** Opening RECORDS FOR THE EXERCISE block **

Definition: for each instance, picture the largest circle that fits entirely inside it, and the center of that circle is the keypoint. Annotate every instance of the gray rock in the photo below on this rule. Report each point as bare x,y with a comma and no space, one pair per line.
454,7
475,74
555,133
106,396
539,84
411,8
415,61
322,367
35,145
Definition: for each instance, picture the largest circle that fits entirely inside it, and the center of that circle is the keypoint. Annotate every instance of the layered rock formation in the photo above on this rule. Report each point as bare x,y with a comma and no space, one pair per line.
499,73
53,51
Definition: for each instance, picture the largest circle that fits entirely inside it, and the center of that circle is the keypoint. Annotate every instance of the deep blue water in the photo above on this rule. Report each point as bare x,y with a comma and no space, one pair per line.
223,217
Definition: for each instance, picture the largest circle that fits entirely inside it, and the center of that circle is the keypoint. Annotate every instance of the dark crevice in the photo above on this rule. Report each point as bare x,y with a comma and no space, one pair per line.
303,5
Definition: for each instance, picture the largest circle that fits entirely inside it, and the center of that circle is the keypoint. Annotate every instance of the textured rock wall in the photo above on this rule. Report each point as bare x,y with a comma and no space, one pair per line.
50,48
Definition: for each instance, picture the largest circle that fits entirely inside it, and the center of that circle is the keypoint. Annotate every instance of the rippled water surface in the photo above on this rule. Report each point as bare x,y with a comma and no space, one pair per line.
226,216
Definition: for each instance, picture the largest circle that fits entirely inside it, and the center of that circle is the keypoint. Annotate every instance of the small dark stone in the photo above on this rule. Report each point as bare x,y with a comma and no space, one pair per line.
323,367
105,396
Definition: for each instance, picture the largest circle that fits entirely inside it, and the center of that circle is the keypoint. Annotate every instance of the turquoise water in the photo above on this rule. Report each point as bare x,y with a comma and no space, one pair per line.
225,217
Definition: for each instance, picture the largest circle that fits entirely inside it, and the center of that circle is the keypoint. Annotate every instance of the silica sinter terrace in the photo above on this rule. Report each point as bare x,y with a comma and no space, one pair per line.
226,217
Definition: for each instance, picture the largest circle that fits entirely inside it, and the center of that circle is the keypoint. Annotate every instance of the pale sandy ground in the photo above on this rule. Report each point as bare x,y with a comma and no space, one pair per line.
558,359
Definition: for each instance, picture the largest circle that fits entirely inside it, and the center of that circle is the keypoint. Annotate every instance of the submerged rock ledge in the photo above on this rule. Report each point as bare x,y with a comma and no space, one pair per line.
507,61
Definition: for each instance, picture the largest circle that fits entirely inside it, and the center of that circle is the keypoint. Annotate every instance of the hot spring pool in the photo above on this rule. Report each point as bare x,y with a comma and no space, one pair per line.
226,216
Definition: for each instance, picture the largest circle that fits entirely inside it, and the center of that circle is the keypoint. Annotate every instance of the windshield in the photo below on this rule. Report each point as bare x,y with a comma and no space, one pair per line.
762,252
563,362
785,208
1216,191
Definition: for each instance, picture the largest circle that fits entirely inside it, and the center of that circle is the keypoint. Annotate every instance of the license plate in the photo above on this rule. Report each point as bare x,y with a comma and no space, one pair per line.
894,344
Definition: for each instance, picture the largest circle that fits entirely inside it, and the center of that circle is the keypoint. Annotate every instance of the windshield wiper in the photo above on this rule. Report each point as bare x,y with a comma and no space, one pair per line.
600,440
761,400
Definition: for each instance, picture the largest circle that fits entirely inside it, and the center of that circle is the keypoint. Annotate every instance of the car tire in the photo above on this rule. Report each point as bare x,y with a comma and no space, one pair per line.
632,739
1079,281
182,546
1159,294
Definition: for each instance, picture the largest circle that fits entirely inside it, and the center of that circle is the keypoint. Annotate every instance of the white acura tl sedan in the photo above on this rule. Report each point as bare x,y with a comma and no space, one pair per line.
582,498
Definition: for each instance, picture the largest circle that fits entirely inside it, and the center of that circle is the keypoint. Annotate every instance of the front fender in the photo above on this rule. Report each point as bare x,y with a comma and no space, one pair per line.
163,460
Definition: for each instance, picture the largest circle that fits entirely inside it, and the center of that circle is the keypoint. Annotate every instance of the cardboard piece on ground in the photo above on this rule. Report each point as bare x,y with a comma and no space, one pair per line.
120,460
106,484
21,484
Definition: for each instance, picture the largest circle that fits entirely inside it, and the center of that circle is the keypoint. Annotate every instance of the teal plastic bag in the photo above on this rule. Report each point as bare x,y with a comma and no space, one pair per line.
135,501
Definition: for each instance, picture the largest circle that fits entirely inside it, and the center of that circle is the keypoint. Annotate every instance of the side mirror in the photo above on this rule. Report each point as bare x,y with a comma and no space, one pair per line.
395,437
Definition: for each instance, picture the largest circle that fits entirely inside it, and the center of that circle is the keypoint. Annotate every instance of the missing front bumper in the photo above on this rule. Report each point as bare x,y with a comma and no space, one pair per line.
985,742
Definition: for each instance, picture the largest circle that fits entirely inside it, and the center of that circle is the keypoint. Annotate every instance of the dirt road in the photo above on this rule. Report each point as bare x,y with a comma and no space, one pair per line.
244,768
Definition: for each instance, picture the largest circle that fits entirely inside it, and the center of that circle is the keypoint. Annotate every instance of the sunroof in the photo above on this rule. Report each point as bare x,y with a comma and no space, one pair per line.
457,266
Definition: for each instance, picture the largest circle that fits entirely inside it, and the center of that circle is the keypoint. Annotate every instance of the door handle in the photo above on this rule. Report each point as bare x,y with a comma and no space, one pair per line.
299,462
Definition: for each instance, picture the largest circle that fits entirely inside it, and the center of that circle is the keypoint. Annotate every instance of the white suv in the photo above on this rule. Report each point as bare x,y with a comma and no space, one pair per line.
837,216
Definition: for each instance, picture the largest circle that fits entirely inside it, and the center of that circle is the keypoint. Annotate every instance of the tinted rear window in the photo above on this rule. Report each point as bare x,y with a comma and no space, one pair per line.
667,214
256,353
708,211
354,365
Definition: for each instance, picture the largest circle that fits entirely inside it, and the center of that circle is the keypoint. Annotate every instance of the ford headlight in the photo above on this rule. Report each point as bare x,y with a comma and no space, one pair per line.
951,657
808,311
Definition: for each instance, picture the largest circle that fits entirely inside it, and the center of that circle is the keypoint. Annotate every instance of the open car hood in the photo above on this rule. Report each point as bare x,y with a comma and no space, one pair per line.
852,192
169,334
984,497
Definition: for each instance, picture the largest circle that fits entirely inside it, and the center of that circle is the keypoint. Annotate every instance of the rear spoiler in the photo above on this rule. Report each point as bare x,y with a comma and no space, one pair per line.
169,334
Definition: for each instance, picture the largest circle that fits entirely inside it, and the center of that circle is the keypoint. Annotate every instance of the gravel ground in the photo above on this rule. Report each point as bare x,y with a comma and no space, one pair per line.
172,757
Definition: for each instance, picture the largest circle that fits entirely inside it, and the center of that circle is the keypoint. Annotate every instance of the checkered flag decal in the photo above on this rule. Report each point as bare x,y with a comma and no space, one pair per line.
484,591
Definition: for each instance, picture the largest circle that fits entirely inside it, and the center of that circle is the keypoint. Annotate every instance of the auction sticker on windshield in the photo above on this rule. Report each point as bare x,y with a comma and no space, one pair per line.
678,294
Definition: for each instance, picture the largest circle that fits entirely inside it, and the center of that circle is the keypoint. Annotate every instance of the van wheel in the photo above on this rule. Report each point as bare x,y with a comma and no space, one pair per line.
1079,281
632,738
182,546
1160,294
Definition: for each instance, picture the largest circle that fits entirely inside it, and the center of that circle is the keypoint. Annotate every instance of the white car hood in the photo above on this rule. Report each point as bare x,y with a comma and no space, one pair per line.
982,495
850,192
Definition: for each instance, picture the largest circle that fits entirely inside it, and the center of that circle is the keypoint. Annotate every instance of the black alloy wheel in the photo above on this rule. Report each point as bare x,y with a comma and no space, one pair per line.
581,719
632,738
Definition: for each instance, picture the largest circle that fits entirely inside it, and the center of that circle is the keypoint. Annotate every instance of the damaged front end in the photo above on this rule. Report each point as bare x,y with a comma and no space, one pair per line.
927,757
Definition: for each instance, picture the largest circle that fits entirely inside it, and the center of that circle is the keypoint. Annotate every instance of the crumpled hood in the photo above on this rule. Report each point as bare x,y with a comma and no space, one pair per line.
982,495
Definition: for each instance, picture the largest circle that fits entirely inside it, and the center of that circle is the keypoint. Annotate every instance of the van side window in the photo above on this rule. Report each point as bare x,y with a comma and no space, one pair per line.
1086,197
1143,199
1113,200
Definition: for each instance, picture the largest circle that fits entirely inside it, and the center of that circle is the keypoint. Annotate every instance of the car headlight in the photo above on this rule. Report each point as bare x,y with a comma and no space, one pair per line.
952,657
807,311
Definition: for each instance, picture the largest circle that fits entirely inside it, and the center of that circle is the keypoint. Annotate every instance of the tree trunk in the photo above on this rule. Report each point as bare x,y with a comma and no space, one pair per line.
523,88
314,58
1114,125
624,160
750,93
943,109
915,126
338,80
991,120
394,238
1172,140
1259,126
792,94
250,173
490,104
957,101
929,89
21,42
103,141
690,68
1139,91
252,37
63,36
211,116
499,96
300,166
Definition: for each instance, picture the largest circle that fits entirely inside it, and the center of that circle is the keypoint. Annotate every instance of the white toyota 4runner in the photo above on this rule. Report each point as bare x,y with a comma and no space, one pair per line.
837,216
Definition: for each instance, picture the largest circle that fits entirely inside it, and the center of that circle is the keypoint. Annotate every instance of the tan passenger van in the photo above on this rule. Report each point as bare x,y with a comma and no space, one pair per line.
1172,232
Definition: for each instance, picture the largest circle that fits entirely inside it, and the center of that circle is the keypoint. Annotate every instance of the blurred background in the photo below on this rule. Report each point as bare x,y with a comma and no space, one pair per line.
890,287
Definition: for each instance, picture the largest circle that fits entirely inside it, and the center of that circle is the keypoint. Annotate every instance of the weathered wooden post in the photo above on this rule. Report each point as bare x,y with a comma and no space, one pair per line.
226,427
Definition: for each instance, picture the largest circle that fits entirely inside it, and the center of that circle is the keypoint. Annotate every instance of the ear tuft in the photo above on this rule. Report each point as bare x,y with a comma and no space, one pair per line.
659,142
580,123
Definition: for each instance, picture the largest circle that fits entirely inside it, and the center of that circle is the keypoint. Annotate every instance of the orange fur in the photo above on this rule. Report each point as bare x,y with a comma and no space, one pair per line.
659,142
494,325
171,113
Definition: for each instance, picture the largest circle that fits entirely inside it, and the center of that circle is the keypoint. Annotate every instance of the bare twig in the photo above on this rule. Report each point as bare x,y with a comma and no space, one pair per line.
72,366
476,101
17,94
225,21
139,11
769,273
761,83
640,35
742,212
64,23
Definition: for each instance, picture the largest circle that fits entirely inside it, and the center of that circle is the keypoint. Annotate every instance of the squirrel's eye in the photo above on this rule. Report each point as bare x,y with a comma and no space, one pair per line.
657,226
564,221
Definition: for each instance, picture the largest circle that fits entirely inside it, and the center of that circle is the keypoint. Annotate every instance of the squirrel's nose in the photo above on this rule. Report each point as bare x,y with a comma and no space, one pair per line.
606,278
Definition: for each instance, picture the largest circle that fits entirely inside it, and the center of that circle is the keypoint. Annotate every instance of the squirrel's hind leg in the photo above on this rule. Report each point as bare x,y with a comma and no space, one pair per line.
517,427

** Closing RECORDS FOR THE EXERCISE block **

▸ WORK ITEM
Your task is to reproduce exactly the lines that begin at the line containing "the squirrel's nose" and end at the final line of the data above.

▸ RESPONSE TO THIS TASK
Definition: for each instance, picture the largest circle that fits entirely inside it, and the center of that circle is the keypoint. Annotate every instance of the squirrel's nose in the photo above on this rule. Report each point as bare x,y with a comma and no space, one pair per line.
606,278
Definition: for each instance, picture the largest circle that fits entirely inside it, and the center of that circle is the keypoint. Annotate every instance of the squirrel's hind leg in the photo above on this rule. Report each point as bare x,y with a comma and no space, one pair per line.
517,427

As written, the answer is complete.